▶ **DIRECTIONS**: Should the word "stone" occur in a line of the records, copy that line.

▶ **MATERIAL PROVIDED**:
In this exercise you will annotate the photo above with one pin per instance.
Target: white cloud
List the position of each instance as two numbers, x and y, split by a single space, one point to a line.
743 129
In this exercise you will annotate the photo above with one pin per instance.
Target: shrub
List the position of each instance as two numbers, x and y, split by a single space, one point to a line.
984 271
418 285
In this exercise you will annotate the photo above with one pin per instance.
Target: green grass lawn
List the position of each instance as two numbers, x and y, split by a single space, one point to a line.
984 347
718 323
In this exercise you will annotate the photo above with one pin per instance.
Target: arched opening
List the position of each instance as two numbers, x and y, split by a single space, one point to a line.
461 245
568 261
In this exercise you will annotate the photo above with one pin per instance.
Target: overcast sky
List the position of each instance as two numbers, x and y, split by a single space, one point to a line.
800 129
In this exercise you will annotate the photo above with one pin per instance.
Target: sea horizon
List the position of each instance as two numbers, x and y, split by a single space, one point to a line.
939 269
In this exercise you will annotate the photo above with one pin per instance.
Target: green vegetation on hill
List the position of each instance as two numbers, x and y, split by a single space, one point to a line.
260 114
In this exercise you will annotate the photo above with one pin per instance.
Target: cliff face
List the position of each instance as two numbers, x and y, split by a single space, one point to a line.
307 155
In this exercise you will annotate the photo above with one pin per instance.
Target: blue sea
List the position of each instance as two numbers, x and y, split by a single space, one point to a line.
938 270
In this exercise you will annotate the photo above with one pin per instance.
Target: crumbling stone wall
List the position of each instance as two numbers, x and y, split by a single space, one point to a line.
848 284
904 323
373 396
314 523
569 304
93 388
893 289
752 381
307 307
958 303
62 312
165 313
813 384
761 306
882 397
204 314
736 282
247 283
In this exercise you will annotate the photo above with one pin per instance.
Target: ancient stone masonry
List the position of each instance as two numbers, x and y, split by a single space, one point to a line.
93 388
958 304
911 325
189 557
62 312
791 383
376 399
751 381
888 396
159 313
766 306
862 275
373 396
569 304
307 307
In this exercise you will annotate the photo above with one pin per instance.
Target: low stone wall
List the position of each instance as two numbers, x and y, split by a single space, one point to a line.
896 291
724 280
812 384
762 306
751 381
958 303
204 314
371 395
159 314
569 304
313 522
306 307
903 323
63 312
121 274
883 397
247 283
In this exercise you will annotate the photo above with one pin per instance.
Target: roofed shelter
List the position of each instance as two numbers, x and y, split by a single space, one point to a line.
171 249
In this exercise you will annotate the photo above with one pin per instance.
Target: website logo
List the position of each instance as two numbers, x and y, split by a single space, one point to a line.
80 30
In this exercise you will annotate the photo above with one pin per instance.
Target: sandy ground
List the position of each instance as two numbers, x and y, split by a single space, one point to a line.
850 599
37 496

▶ **RESULT OF THE EXERCISE**:
Target: crumbling stone wall
Target: ancient stone masonry
Target: low stone wall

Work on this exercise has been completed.